(Detection examples)

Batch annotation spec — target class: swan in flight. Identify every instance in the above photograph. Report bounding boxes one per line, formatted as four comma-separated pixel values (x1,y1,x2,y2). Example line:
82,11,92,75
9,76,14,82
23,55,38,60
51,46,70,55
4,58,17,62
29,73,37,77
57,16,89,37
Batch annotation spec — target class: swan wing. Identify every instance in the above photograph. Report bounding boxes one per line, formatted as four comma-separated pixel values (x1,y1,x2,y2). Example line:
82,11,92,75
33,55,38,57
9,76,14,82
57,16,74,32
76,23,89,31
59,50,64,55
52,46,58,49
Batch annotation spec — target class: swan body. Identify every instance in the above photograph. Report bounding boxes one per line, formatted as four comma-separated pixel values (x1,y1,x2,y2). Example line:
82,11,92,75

Prompt: Could you copy every line of the records above word for word, without changing anything?

Result of the exercise:
Batch annotation spec — target class: swan in flight. Identify every instance in the above photograph. Report bounding boxes one per line, formatted as four comma-separated pixel values (x1,y1,x2,y2). Example line:
82,11,92,75
9,76,14,82
23,55,38,60
51,46,70,55
4,58,17,62
29,73,37,77
57,16,89,37
Batch annotation spec — target class: swan wing. Identify every instance in the above photograph. Report bounding boxes one per line, formatted as four comma-separated pixel values (x1,y1,x2,y2). Example line:
82,11,92,75
33,55,38,57
9,76,14,82
57,16,74,32
76,23,89,31
59,50,64,55
52,46,58,49
Batch annotation spec — target class: swan body. Identify every instance in the above photograph. Report bounding boxes one per line, formatted as four comma-separated pixel values (x1,y1,x2,y2). Example line:
82,11,92,75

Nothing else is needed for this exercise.